● EXERCISE GOAL:
Reproduce each line of the listing exactly.
--- begin INPUT RECORDS ---
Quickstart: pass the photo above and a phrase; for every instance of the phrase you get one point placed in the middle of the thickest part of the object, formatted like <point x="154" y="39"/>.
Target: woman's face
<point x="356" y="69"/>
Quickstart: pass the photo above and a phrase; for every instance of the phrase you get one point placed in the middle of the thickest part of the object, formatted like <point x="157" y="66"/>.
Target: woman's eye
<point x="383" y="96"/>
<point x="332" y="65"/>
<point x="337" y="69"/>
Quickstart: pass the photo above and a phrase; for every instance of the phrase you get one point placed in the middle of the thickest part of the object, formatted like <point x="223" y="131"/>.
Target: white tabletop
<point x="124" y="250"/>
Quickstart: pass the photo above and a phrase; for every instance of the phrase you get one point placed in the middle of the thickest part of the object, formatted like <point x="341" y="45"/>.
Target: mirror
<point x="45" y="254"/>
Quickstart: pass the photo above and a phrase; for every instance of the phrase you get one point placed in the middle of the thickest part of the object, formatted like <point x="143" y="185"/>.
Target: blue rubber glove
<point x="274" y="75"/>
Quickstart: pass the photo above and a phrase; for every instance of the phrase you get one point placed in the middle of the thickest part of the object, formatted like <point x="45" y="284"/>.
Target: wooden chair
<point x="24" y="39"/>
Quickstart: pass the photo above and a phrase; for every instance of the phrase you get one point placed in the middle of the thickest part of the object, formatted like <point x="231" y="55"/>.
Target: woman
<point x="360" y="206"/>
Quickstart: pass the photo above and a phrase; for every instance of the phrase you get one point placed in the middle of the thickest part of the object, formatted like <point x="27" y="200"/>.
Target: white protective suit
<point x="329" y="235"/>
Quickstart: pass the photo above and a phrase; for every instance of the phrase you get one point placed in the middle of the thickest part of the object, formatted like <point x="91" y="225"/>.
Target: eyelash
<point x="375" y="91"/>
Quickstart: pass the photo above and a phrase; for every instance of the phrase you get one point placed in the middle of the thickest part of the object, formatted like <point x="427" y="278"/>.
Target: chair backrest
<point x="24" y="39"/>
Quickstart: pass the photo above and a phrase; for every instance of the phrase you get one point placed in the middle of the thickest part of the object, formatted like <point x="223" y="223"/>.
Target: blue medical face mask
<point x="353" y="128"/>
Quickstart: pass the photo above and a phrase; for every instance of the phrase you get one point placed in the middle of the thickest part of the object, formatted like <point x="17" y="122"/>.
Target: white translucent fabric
--- end INPUT RECORDS ---
● RESULT OF THIS TASK:
Quickstart: pass the photo above and a phrase; for every instance of the phrase you get one point placed in the middle of the thickest part of the object, formatted like <point x="154" y="39"/>.
Target: woman's face
<point x="356" y="69"/>
Quickstart: pass the photo above and a phrase; for every instance of the phrase you get one point placed in the middle of the thickest part of the object, formatted like <point x="157" y="66"/>.
Target: woman's eye
<point x="383" y="96"/>
<point x="332" y="65"/>
<point x="337" y="69"/>
Quickstart: pass the photo above and a phrase; for every instance of the phrase you get one point placed in the middle of the thickest part of the object, formatted like <point x="223" y="131"/>.
Target: white tabletop
<point x="124" y="250"/>
Quickstart: pass the photo above and a phrase; for every instance of the phrase you get one point placed in the middle of the thickest part of the object, formatted like <point x="341" y="45"/>.
Target: mirror
<point x="45" y="254"/>
Quickstart: pass the photo above and a phrase; for every instance of the phrase you get one point placed in the middle of the thickest part of the object, formatted like <point x="143" y="185"/>.
Target: blue rubber glove
<point x="274" y="75"/>
Quickstart: pass the photo above and a phrase; for every instance of the phrase you get one point placed in the middle of the thickest part of the object, formatted like <point x="45" y="284"/>.
Target: wooden chair
<point x="24" y="39"/>
Quickstart: pass the photo above and a phrase; for every instance of the phrase you get one point placed in the middle of the thickest part of the object, formatted like <point x="231" y="55"/>.
Target: woman
<point x="360" y="206"/>
Quickstart: pass the photo above and a phrase; for every instance of the phrase you get one point placed in the middle of the thickest part of the object, formatted like <point x="27" y="200"/>.
Target: white protective suit
<point x="329" y="235"/>
Quickstart: pass the photo above and a phrase; for every instance of the phrase you get one point placed in the middle of the thickest part of the object, formatted like <point x="91" y="225"/>.
Target: eyelash
<point x="375" y="91"/>
Quickstart: pass the photo above and a phrase; for every instance of the phrase you get one point placed in the middle of the thickest part of the object, formatted like <point x="427" y="278"/>.
Target: chair backrest
<point x="24" y="39"/>
Quickstart: pass the photo above and a phrase; for every instance of the phrase you get one point placed in the middle of the thickest part of the object, formatted like <point x="223" y="223"/>.
Target: blue medical face mask
<point x="353" y="128"/>
Quickstart: pass the photo above and a phrase; for every instance of the phrase you get one point placed in the middle of the thickest part of the object, formatted like <point x="17" y="122"/>.
Target: white translucent fabric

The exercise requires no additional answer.